## Written exercise
Rewrite every row between the lines holding "Q: In the photo above, mark the gravel" and "x=379, y=256", inclusive. Increase each x and y coordinate of the answer points by 123, and leave the sample coordinates in the other rows as they are.

[Stored data]

>> Begin

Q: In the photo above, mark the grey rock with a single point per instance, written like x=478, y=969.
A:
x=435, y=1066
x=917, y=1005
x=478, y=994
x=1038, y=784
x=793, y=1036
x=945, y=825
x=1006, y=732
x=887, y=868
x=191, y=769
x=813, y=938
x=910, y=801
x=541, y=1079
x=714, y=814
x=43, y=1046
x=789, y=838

>> End
>> Begin

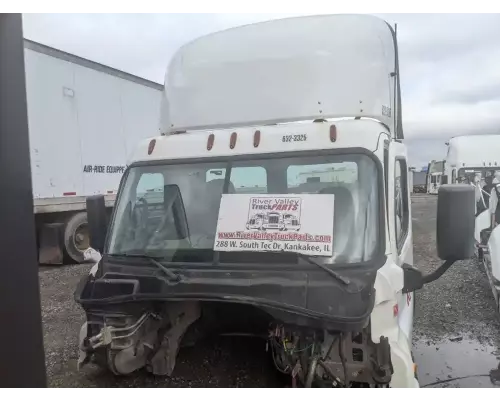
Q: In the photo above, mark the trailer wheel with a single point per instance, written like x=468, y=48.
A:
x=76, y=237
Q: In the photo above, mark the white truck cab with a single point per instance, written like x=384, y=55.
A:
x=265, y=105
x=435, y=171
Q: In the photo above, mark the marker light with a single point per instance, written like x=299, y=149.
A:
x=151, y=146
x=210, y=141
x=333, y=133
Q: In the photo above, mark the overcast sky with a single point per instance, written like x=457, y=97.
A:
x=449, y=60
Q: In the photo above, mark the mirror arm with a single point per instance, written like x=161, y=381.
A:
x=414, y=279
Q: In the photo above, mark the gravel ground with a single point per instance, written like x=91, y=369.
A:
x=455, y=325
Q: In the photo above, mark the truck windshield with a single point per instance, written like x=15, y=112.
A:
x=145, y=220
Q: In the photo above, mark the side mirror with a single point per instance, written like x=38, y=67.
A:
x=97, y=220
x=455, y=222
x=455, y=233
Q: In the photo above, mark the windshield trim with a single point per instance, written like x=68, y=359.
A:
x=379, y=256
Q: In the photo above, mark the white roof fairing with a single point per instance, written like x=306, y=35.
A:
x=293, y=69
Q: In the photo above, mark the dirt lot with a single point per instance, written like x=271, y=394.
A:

>> End
>> Begin

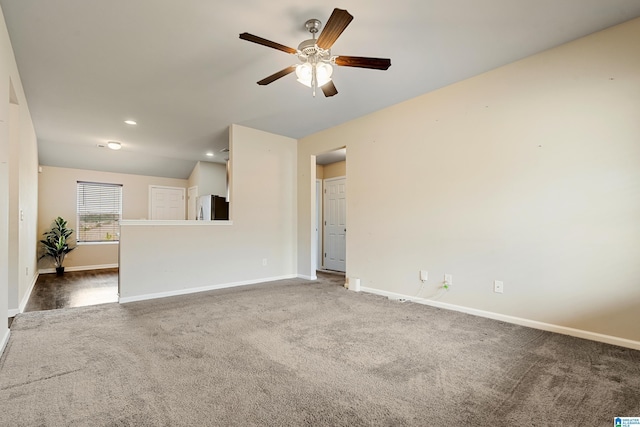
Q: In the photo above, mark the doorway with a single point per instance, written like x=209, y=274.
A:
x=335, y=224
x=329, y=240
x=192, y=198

>> End

## Worked answer
Q: In the photo above, mark the gravel ground with a single point per instance, written like x=91, y=369.
A:
x=578, y=448
Q: In the photo above, mark the truck windshield with a single point per instance, written like x=15, y=112.
A:
x=268, y=343
Q: In the photo above, mark the side mirror with a single point per instance, written like x=38, y=67.
A:
x=220, y=343
x=578, y=345
x=578, y=356
Q: In the photo above, mark the windshield trim with a single point per instance, written like x=68, y=359.
A:
x=502, y=379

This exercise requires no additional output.